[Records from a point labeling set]
+ + + + +

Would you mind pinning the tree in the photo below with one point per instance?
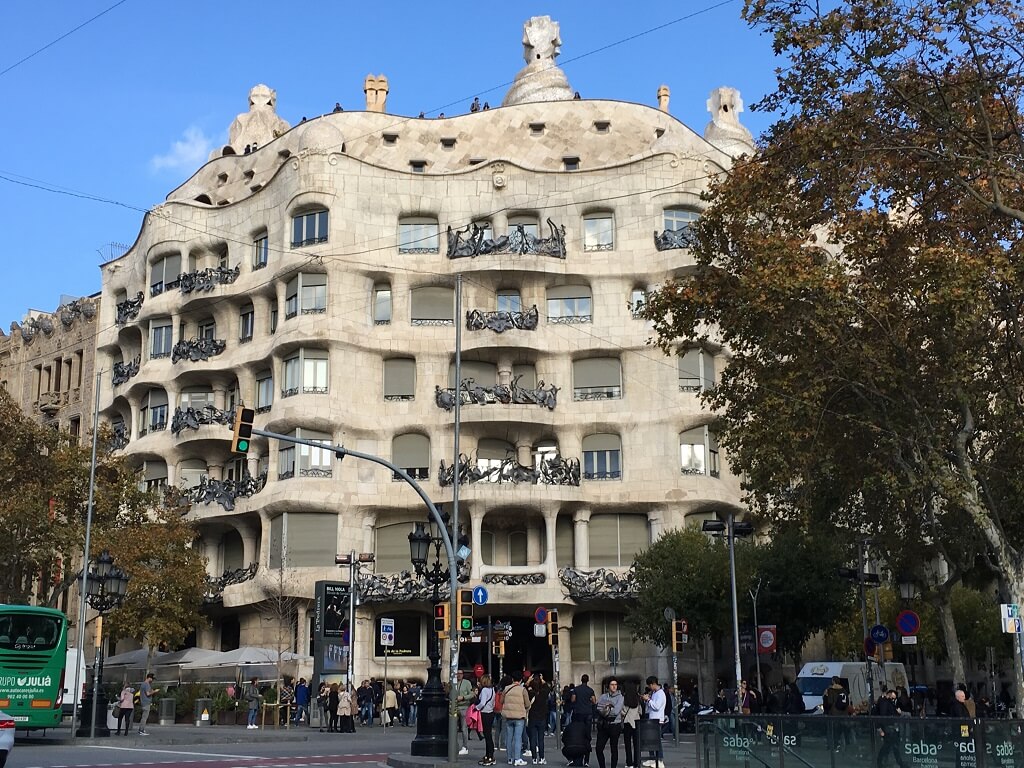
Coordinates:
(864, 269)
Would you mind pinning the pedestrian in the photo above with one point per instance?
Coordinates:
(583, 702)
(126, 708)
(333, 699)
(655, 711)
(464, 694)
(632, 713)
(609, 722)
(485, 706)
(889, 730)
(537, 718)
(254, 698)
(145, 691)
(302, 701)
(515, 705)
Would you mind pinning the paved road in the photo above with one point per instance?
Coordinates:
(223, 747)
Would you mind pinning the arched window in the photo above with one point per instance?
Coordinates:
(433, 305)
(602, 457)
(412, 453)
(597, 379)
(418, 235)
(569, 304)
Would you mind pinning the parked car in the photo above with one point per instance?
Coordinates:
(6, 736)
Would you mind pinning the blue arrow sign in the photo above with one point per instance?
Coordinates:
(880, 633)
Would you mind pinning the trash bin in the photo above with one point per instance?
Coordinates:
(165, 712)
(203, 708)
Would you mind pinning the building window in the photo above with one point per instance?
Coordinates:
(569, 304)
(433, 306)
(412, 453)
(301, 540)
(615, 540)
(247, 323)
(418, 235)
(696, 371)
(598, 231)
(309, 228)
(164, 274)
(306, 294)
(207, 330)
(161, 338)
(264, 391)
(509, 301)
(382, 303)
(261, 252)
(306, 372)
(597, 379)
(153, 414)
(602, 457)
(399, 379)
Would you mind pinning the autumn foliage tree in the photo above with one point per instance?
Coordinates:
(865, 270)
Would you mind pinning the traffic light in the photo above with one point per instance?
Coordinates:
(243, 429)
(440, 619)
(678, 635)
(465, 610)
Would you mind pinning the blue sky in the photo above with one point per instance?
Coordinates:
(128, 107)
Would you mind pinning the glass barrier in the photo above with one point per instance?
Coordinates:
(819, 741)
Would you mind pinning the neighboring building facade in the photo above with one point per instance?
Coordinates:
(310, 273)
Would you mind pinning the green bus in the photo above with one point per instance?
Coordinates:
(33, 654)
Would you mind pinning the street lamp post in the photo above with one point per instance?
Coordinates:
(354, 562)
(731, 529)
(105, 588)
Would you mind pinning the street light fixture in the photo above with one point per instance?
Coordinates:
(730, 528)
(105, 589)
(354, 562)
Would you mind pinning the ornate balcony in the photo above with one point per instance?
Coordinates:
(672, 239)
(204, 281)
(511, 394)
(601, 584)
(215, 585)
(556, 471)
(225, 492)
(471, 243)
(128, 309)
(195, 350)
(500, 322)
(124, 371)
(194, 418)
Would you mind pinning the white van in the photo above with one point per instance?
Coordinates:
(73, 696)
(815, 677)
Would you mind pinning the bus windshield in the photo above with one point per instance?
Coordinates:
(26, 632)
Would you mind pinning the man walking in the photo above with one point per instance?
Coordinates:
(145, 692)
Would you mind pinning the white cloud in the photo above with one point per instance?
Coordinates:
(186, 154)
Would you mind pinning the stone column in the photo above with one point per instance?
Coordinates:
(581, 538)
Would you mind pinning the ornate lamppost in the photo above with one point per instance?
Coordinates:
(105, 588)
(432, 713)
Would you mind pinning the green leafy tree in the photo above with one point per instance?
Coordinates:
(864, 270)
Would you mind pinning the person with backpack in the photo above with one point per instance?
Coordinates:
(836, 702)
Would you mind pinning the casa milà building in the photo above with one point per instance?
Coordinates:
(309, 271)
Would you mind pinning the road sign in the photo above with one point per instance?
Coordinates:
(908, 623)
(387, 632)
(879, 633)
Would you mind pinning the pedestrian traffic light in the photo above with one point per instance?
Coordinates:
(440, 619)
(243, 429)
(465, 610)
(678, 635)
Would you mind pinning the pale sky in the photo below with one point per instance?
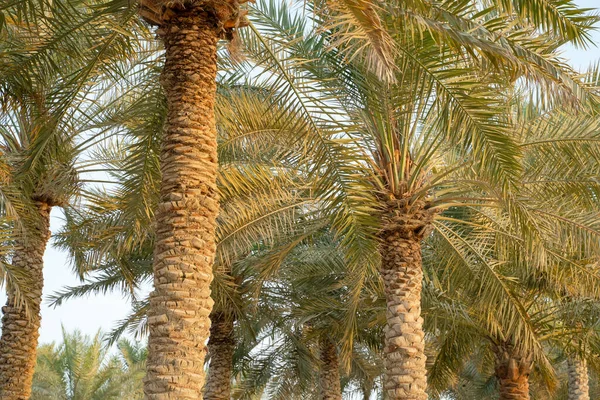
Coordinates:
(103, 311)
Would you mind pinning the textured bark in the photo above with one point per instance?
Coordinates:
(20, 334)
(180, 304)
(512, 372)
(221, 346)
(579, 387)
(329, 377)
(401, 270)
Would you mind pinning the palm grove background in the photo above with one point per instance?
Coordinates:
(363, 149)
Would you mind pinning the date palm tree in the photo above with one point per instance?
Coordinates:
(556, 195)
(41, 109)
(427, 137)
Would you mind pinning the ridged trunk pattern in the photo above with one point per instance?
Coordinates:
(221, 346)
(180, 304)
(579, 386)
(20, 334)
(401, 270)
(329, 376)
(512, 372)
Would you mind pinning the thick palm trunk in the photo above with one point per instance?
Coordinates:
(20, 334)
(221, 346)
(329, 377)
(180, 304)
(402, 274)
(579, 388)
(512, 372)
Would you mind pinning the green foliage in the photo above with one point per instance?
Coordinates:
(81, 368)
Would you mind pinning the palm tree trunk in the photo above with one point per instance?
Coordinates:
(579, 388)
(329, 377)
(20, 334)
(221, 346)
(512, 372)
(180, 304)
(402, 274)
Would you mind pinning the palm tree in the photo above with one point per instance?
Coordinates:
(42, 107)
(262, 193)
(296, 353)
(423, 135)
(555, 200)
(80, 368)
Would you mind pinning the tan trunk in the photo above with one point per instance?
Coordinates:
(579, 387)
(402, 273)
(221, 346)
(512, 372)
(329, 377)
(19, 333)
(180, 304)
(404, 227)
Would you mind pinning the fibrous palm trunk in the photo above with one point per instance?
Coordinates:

+ + + + +

#### EXERCISE DIRECTIONS:
Retype all of the entries exactly as written, leaving out any images.

#### COMPLETE OUTPUT:
Would you mind pinning the tree in the photo below with one point per instance?
Coordinates:
(864, 269)
Would you mind pinning the pedestrian in the photo above with one point per instance?
Coordinates:
(583, 702)
(126, 708)
(333, 699)
(655, 711)
(464, 694)
(632, 713)
(609, 722)
(485, 706)
(889, 730)
(537, 718)
(254, 698)
(145, 691)
(302, 701)
(515, 705)
Would you mind pinning the paved road in the photo above with one point per instance?
Coordinates:
(223, 747)
Would you mind pinning the arched window in the photo above with one point per instance?
Coordinates:
(433, 305)
(602, 457)
(412, 453)
(597, 379)
(418, 235)
(569, 304)
Would you mind pinning the parked car in the photo above with one point per instance?
Coordinates:
(6, 736)
Would you mind pinning the blue arrow sign in the photo above with one point per instance?
Coordinates:
(880, 633)
Would you mind pinning the trash bin in the photo above with one point per instance?
Coordinates:
(165, 712)
(203, 708)
Would you mind pinning the building window in the photo above with one point per instance?
Coordinates:
(569, 304)
(433, 306)
(412, 453)
(301, 540)
(615, 540)
(247, 323)
(418, 235)
(696, 371)
(598, 231)
(309, 228)
(164, 274)
(306, 294)
(207, 330)
(161, 338)
(264, 391)
(509, 301)
(382, 303)
(261, 252)
(306, 372)
(597, 379)
(153, 414)
(602, 457)
(399, 379)
Would you mind pinning the autumn foliage tree in the photo above with one point per instance?
Coordinates:
(865, 270)
Would you mind pinning the traffic light in the photo above with one point per instance?
Coordinates:
(243, 429)
(440, 619)
(678, 635)
(465, 610)
Would you mind pinning the blue sky in the photo above with one point per instance?
Coordinates:
(128, 107)
Would you mind pinning the glass barrier in the photo above with one point per instance?
Coordinates:
(819, 741)
Would you mind pinning the neighboring building facade in the photo above with one point per instance?
Coordinates:
(310, 273)
Would you mind pinning the green bus in the photo above with one point per instance?
Coordinates:
(33, 654)
Would you mind pinning the street lamp post in the photo above with one point per instance?
Coordinates:
(354, 562)
(731, 529)
(105, 588)
Would you mind pinning the street light fixture in the photo above with one point per instance?
Coordinates:
(730, 528)
(105, 589)
(354, 562)
Would you mind pinning the ornate balcony in the photo above with one point per instance?
Coordinates:
(672, 239)
(204, 281)
(511, 394)
(601, 584)
(215, 585)
(556, 471)
(225, 492)
(471, 243)
(128, 309)
(195, 350)
(500, 322)
(124, 371)
(194, 418)
Would you mind pinning the white van in the photo above with one point per instance?
Coordinates:
(73, 696)
(815, 677)
Would you mind pinning the bus windshield in the photo above with one point per instance?
Coordinates:
(26, 632)
Would you mind pinning the man walking in the photo above with one point per instance?
Coordinates:
(145, 692)
Would you mind pinning the white cloud in the photo above with one point per instance?
Coordinates:
(186, 154)
Would you mind pinning the stone column in the photo above with one point per instance?
Coordinates:
(581, 538)
Would you mind pinning the ornate lamppost in the photo above with one point per instance?
Coordinates:
(105, 588)
(432, 713)
Would you mind pinning the green leafy tree in the photo above with one point per instance?
Coordinates:
(864, 270)
Would you mind pinning the person with backpack in the photo above with one point per instance?
Coordinates:
(836, 702)
Would you mind pinning the casa milà building in the photo above with one point per instance?
Coordinates:
(309, 271)
Would you mind pinning the road sign in the photo above with one point per instance?
Coordinates:
(908, 623)
(387, 632)
(879, 633)
Would you mind pinning the pedestrian traffic light in the photo above with one point per instance?
Coordinates:
(440, 619)
(243, 429)
(465, 610)
(678, 635)
Would you mind pinning the pale sky in the photo below with one point per instance?
Coordinates:
(103, 311)
Would you mind pinning the textured bark in the photo above with one point per instance?
Coordinates:
(20, 334)
(180, 304)
(512, 372)
(221, 346)
(579, 387)
(329, 377)
(401, 270)
Would you mind pinning the palm grove background in the photo above with one point per instance?
Coordinates:
(363, 149)
Would you mind pinning the date palm tree in the photo above with one point per instance?
Coordinates:
(556, 195)
(41, 109)
(427, 137)
Would you mind pinning the ridged trunk pattern in the photo above with one point per instance?
Coordinates:
(221, 346)
(180, 304)
(579, 386)
(20, 334)
(401, 270)
(329, 376)
(512, 372)
Would you mind pinning the thick palm trunk in the photo above with one point per instance?
Coordinates:
(20, 334)
(221, 346)
(329, 377)
(180, 304)
(402, 274)
(579, 388)
(512, 372)
Would you mind pinning the green foliage in the photo above with one point per instance?
Coordinates:
(81, 368)
Would you mind pinning the palm tree trunk in the photo above with one point per instance?
Coordinates:
(579, 388)
(329, 377)
(20, 334)
(221, 346)
(512, 372)
(180, 304)
(402, 274)
Would you mind pinning the palm tree in the photo above with one point per instance?
Coordinates:
(42, 107)
(262, 193)
(296, 353)
(423, 135)
(555, 200)
(80, 368)
Would you mind pinning the tan trunk in the photo above with one point per instance?
Coordinates:
(579, 387)
(402, 273)
(221, 346)
(512, 372)
(329, 377)
(19, 333)
(180, 304)
(404, 227)
Would you mind pinning the fibrous palm trunk in the photo above with one point per instance?
Coordinates:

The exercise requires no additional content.